**AVAILABLE DATA**
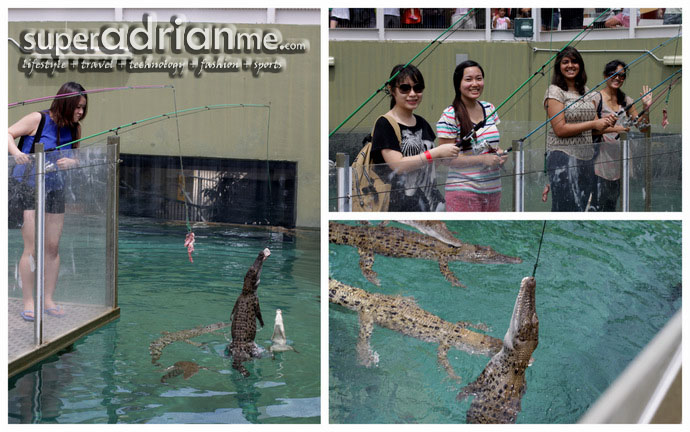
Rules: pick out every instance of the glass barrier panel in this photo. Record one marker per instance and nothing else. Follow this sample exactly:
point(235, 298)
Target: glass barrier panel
point(75, 242)
point(456, 185)
point(21, 195)
point(656, 173)
point(80, 285)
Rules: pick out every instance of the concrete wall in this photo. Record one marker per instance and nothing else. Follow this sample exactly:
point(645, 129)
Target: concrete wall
point(291, 133)
point(362, 67)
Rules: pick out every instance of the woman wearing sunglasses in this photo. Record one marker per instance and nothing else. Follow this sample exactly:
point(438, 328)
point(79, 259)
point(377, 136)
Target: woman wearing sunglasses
point(607, 161)
point(474, 182)
point(408, 162)
point(569, 147)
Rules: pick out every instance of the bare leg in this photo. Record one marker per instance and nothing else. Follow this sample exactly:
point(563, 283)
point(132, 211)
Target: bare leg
point(26, 261)
point(53, 232)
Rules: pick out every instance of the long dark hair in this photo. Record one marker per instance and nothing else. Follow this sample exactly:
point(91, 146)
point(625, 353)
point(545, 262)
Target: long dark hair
point(62, 109)
point(408, 71)
point(581, 78)
point(461, 114)
point(609, 70)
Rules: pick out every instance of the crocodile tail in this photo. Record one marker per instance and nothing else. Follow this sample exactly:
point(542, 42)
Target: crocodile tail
point(173, 373)
point(236, 364)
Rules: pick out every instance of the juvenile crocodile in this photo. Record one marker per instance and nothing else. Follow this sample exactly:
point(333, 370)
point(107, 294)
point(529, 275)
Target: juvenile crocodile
point(436, 229)
point(400, 243)
point(499, 389)
point(279, 340)
point(157, 346)
point(244, 315)
point(184, 368)
point(405, 316)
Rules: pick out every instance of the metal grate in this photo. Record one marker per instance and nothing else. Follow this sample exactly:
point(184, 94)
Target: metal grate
point(21, 333)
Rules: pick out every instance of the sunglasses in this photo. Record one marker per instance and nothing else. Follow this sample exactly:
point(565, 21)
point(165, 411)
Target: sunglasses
point(405, 88)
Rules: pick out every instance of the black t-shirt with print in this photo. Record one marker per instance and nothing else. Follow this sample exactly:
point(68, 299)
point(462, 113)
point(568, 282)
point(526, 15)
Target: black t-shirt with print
point(415, 190)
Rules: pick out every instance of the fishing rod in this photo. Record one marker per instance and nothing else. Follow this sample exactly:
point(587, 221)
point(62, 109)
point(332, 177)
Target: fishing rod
point(624, 109)
point(168, 115)
point(602, 82)
point(380, 89)
point(101, 90)
point(537, 72)
point(420, 62)
point(581, 97)
point(526, 173)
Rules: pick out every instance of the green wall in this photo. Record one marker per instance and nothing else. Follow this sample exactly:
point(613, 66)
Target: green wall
point(293, 95)
point(362, 67)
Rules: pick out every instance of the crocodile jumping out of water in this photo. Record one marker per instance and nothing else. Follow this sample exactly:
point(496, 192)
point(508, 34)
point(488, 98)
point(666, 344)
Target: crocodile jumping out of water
point(499, 388)
point(157, 346)
point(400, 243)
point(244, 315)
point(405, 316)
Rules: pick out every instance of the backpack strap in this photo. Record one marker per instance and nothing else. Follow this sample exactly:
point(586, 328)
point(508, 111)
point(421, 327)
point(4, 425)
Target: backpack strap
point(599, 105)
point(37, 136)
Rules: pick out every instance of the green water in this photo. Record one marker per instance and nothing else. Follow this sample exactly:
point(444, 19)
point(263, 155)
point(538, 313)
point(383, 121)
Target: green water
point(604, 289)
point(108, 377)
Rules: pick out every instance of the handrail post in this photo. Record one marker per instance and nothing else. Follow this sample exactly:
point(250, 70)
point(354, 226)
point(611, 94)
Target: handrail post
point(344, 178)
point(111, 249)
point(625, 173)
point(519, 177)
point(39, 243)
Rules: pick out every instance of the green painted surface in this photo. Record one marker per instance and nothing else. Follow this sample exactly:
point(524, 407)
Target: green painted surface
point(241, 133)
point(362, 67)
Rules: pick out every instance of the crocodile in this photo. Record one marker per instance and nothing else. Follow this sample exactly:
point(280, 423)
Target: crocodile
point(156, 347)
point(185, 368)
point(244, 315)
point(400, 243)
point(436, 229)
point(499, 388)
point(279, 341)
point(402, 314)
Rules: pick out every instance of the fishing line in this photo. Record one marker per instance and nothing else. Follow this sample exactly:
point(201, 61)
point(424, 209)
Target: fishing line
point(654, 100)
point(543, 228)
point(539, 71)
point(446, 38)
point(168, 115)
point(368, 113)
point(395, 75)
point(595, 87)
point(526, 173)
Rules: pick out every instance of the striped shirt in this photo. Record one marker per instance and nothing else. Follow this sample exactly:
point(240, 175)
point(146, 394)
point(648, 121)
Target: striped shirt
point(477, 179)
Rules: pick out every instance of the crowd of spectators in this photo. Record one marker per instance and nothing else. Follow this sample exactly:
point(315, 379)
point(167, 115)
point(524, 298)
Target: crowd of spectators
point(501, 18)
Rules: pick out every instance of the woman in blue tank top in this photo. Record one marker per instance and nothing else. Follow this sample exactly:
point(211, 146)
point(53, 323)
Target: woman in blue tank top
point(56, 126)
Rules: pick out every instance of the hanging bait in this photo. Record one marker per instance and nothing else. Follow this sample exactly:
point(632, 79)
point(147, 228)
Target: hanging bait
point(189, 244)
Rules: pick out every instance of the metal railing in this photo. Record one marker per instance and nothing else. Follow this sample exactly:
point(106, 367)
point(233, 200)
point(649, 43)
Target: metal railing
point(649, 170)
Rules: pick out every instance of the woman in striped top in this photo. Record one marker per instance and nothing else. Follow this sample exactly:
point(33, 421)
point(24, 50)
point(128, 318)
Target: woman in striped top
point(474, 182)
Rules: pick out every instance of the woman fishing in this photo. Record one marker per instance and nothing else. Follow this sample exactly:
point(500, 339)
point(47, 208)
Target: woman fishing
point(607, 161)
point(54, 127)
point(570, 151)
point(409, 161)
point(474, 182)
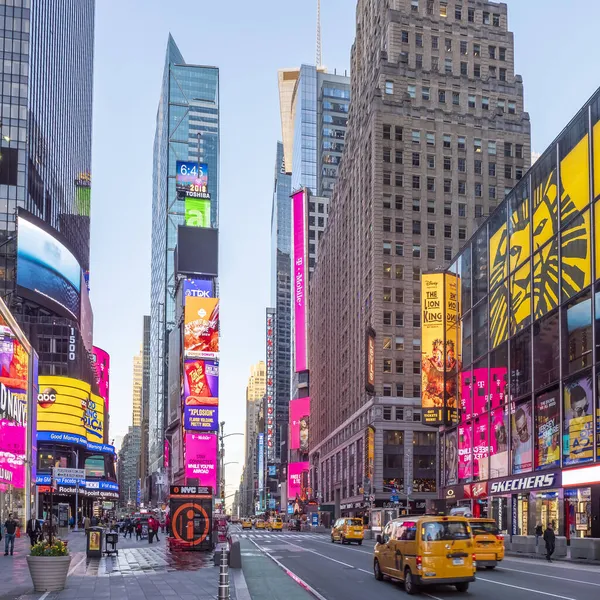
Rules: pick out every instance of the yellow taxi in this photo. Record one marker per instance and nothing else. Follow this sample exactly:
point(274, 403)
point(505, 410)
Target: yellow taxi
point(489, 542)
point(426, 550)
point(275, 524)
point(348, 530)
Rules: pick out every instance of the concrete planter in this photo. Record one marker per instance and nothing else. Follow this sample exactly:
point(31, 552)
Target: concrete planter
point(49, 573)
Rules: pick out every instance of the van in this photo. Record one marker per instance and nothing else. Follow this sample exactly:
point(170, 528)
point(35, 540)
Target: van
point(489, 542)
point(426, 550)
point(348, 530)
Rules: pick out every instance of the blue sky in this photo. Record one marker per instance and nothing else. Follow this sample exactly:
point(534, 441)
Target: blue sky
point(248, 41)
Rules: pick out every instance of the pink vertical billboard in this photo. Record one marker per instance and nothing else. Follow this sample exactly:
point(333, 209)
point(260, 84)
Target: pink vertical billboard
point(201, 458)
point(299, 284)
point(297, 480)
point(299, 421)
point(102, 364)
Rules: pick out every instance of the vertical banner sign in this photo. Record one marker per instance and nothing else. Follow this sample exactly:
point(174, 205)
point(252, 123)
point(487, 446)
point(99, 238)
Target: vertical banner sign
point(370, 354)
point(299, 284)
point(441, 356)
point(270, 420)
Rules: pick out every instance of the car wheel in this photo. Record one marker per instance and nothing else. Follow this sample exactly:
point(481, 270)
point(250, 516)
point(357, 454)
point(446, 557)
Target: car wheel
point(377, 570)
point(410, 587)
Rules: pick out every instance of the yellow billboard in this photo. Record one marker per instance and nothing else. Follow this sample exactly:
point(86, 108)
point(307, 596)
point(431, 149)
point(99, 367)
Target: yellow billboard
point(67, 406)
point(440, 344)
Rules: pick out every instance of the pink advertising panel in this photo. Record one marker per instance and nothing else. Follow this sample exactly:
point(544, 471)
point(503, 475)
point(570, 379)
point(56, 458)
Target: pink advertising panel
point(297, 479)
point(201, 458)
point(299, 285)
point(299, 420)
point(102, 364)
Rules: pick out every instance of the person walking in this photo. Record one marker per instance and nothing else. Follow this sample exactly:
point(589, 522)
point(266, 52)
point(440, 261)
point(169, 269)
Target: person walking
point(10, 530)
point(550, 540)
point(34, 530)
point(539, 532)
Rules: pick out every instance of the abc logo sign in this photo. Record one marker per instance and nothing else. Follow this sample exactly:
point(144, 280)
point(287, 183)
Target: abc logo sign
point(47, 397)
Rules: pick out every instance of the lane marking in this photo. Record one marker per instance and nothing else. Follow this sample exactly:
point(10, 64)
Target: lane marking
point(551, 576)
point(518, 587)
point(291, 574)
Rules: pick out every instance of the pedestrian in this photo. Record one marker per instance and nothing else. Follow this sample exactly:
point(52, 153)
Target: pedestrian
point(539, 532)
point(550, 540)
point(34, 530)
point(10, 530)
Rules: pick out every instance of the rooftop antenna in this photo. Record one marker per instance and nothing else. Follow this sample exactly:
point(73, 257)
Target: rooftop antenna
point(319, 54)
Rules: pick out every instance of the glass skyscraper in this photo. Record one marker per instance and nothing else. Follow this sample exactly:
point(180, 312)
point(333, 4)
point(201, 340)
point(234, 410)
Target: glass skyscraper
point(187, 128)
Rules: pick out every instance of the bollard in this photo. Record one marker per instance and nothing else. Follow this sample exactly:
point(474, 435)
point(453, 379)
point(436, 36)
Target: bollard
point(224, 576)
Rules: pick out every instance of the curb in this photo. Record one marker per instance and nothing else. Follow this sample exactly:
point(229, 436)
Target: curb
point(289, 573)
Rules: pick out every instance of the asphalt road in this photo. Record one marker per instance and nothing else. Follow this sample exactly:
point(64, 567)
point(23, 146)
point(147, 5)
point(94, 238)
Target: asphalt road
point(345, 572)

**EXERCISE REQUIREMENTS**
In the stretch from the line containing "Rules: pick out every instance of the fishing rod" through the line containing "point(108, 377)", substitute "mark" for every "marker" and give those lines again with nothing else changed.

**SOLUTION TO THIS TASK**
Rules: pick out every instance of the fishing rod in this photo. Record one mark per instance and nothing else. Follow this sample exactly:
point(587, 221)
point(62, 109)
point(332, 177)
Target: fishing rod
point(624, 109)
point(168, 115)
point(602, 82)
point(380, 89)
point(101, 90)
point(537, 72)
point(420, 62)
point(581, 97)
point(526, 173)
Rules: pick out every instance of the green wall in this photo. Record one mark per instance and nothing else. Follow this sample exactly:
point(613, 66)
Target: green wall
point(293, 95)
point(362, 67)
Rules: pick out every instance of the crocodile jumping out of water in this photo. Record one mark per instance and nothing else. Follow this sample exactly:
point(496, 192)
point(508, 34)
point(488, 98)
point(666, 344)
Target: crocodile jumping out of water
point(499, 388)
point(157, 346)
point(400, 243)
point(244, 315)
point(405, 316)
Rules: pick out every instance of the backpack strap in this photo. Record one mark per instance and nothing else. Follow this sample exactly:
point(586, 328)
point(508, 111)
point(421, 327)
point(4, 425)
Target: backpack strap
point(599, 105)
point(37, 136)
Rules: pick out every instance of the green water in this photo. Record one mark per instance and nothing else. Follow this sample exactly:
point(444, 19)
point(263, 155)
point(538, 313)
point(383, 121)
Target: green water
point(604, 289)
point(108, 377)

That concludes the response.